▸ Description of the task
Please copy out the entries word for word, starting with the line that contains "# point at: wall mounted" and going on through the last of the entries, with the pictures left out.

Object point labels

--

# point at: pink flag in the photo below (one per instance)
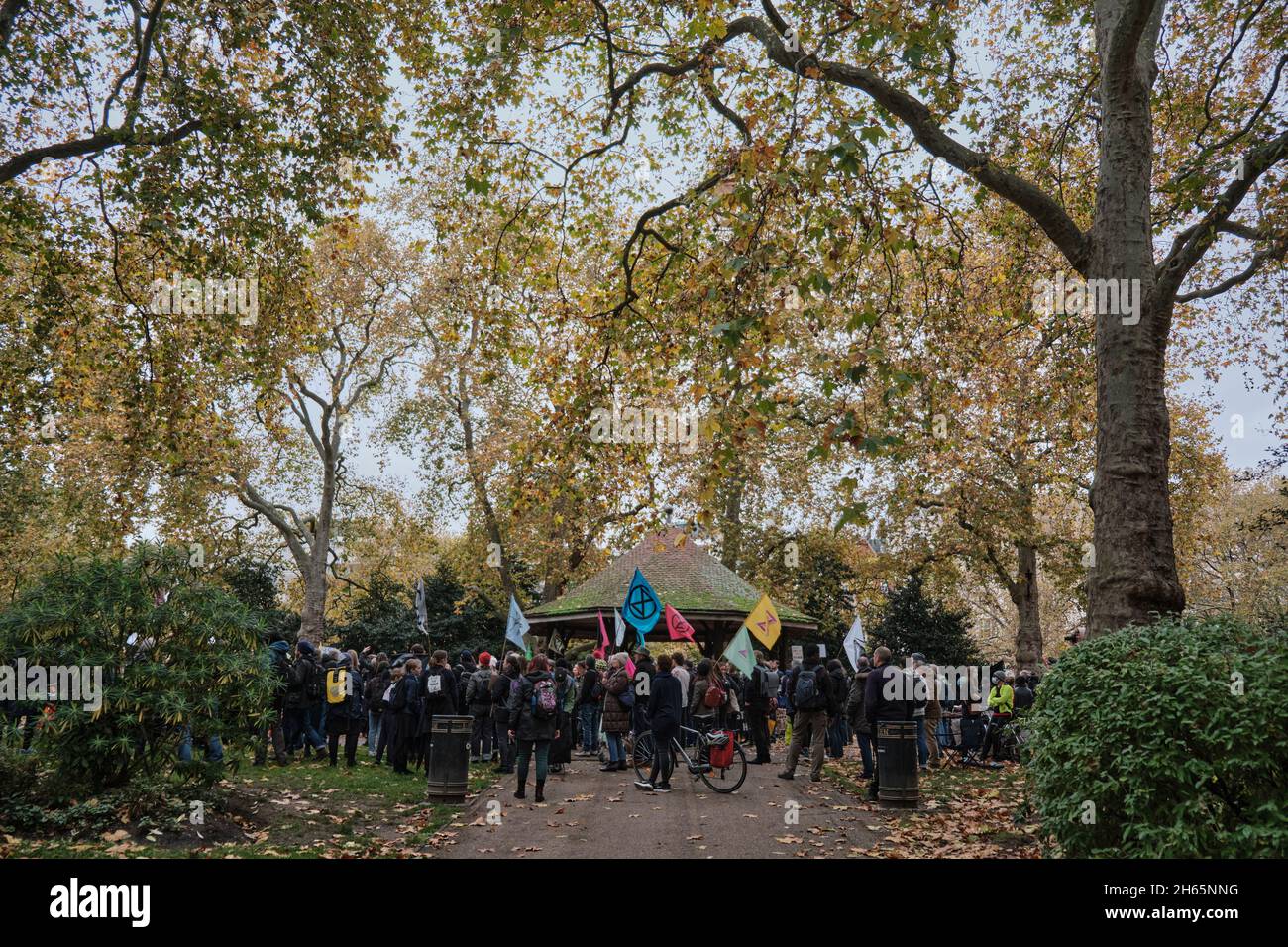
(678, 626)
(603, 633)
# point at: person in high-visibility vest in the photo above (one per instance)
(1001, 701)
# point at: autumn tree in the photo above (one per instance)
(1063, 125)
(304, 421)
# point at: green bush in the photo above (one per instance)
(1176, 732)
(175, 654)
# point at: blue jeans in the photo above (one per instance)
(300, 727)
(214, 748)
(589, 716)
(866, 753)
(616, 748)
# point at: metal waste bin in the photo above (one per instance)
(449, 758)
(897, 764)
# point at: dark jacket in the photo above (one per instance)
(437, 703)
(822, 682)
(665, 703)
(478, 692)
(301, 674)
(523, 722)
(854, 702)
(876, 705)
(588, 686)
(501, 689)
(617, 715)
(374, 690)
(837, 692)
(404, 701)
(752, 698)
(1022, 698)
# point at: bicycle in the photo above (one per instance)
(722, 780)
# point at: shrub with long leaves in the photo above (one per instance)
(1166, 741)
(175, 654)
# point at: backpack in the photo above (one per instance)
(807, 694)
(544, 701)
(768, 684)
(433, 684)
(313, 681)
(336, 685)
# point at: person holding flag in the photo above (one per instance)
(642, 607)
(761, 699)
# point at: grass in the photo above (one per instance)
(300, 810)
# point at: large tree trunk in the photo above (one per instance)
(730, 525)
(1026, 598)
(312, 616)
(1134, 566)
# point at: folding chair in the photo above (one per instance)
(962, 737)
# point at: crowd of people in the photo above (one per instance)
(540, 711)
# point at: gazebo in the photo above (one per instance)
(686, 577)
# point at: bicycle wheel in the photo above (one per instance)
(725, 779)
(642, 755)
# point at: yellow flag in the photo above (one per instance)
(763, 621)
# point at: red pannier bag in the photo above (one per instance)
(721, 755)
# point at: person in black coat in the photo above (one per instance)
(665, 705)
(589, 707)
(644, 669)
(403, 709)
(884, 698)
(502, 692)
(438, 688)
(532, 724)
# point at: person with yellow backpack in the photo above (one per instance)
(346, 711)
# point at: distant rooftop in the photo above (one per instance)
(684, 577)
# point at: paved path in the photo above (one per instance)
(603, 814)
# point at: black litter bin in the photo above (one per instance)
(897, 764)
(449, 759)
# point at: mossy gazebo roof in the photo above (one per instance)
(684, 575)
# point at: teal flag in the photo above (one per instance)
(739, 652)
(642, 608)
(516, 626)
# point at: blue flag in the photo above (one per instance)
(516, 626)
(642, 608)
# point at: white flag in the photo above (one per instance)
(854, 642)
(421, 615)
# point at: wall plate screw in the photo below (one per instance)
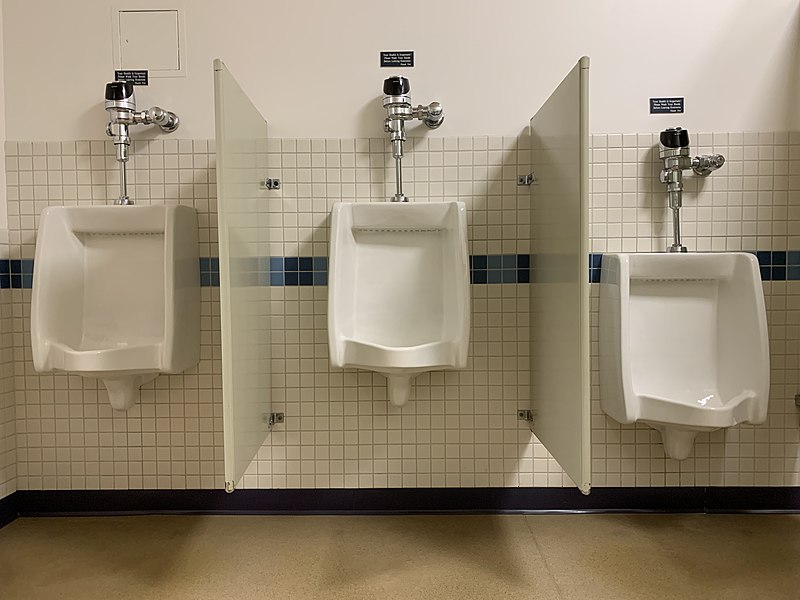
(271, 184)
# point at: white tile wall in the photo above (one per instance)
(460, 428)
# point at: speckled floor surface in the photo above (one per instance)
(561, 557)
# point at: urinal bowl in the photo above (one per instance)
(683, 343)
(398, 290)
(400, 365)
(116, 294)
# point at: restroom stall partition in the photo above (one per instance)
(560, 377)
(241, 140)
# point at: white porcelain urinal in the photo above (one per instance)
(398, 290)
(116, 294)
(683, 343)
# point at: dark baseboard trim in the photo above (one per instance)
(8, 509)
(401, 501)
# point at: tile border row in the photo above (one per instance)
(313, 270)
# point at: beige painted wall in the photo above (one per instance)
(312, 67)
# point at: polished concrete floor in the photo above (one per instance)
(561, 557)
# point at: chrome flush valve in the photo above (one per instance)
(674, 151)
(397, 102)
(121, 107)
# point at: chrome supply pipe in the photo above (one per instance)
(674, 151)
(397, 102)
(121, 106)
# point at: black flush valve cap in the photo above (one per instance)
(119, 90)
(396, 86)
(675, 138)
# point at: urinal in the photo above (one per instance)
(398, 290)
(683, 343)
(116, 294)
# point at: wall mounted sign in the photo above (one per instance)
(664, 106)
(135, 77)
(397, 59)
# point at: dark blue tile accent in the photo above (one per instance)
(778, 265)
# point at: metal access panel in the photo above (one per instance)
(241, 140)
(560, 381)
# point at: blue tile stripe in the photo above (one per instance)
(779, 265)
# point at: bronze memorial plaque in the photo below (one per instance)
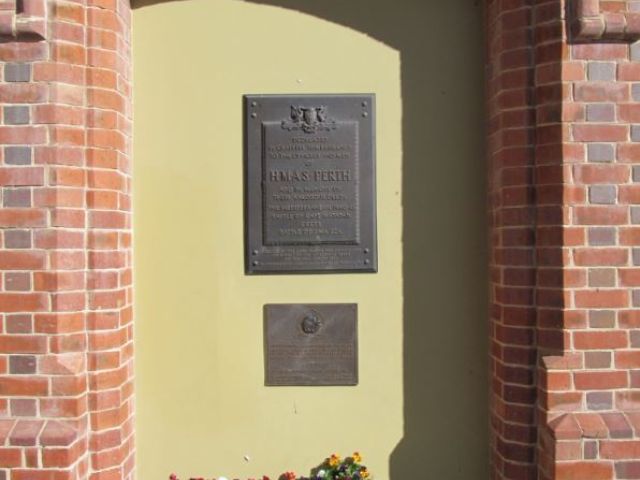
(311, 344)
(310, 183)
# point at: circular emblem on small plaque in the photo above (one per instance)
(311, 323)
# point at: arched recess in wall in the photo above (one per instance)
(201, 403)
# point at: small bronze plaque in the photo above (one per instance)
(313, 344)
(310, 183)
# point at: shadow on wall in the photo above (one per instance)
(445, 286)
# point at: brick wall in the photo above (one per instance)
(564, 194)
(65, 292)
(564, 113)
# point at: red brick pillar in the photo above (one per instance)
(564, 83)
(66, 342)
(511, 133)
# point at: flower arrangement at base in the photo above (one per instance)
(333, 468)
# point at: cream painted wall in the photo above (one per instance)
(201, 402)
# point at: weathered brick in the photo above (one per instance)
(600, 152)
(602, 194)
(17, 155)
(17, 72)
(601, 71)
(16, 115)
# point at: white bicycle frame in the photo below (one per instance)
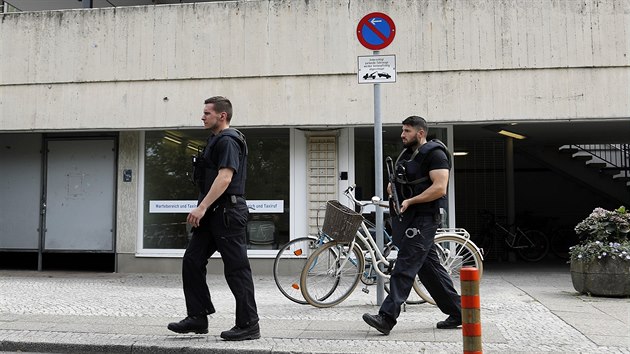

--

▸ The output
# point at: wall mounted sign in the photo above (one per instance)
(664, 106)
(135, 77)
(397, 59)
# point at: dark blue tile accent in the photo above (one per instance)
(778, 265)
# point at: metal access panel in the photo above (one per instance)
(241, 140)
(560, 381)
# point at: blue tile stripe in the photo above (one per instance)
(779, 265)
# point at: bronze memorial plaque in the photo below (one per instance)
(311, 344)
(310, 183)
# point at: circular emblem on small plaque in the photo above (one per instance)
(311, 323)
# point at: arched recess in wall in the photo above (one per instance)
(201, 403)
# point at: small bronze plaque in the photo above (one per instance)
(313, 344)
(310, 183)
# point at: shadow on wall in the photo above (one per instance)
(445, 286)
# point at: brick wall in the photo above (one per instance)
(564, 194)
(65, 292)
(564, 113)
# point at: red brick pillar in the photo above (one per instance)
(564, 83)
(66, 342)
(511, 133)
# point at: flower arrangement at base in the photo above (one per instance)
(333, 468)
# point at: cream painted wall in the photo above (one per instance)
(201, 402)
# point at: weathered brick in the photo above (one per instance)
(600, 152)
(602, 194)
(17, 155)
(17, 72)
(601, 71)
(16, 115)
# point at: white bicycle frame in the photo below (one per instance)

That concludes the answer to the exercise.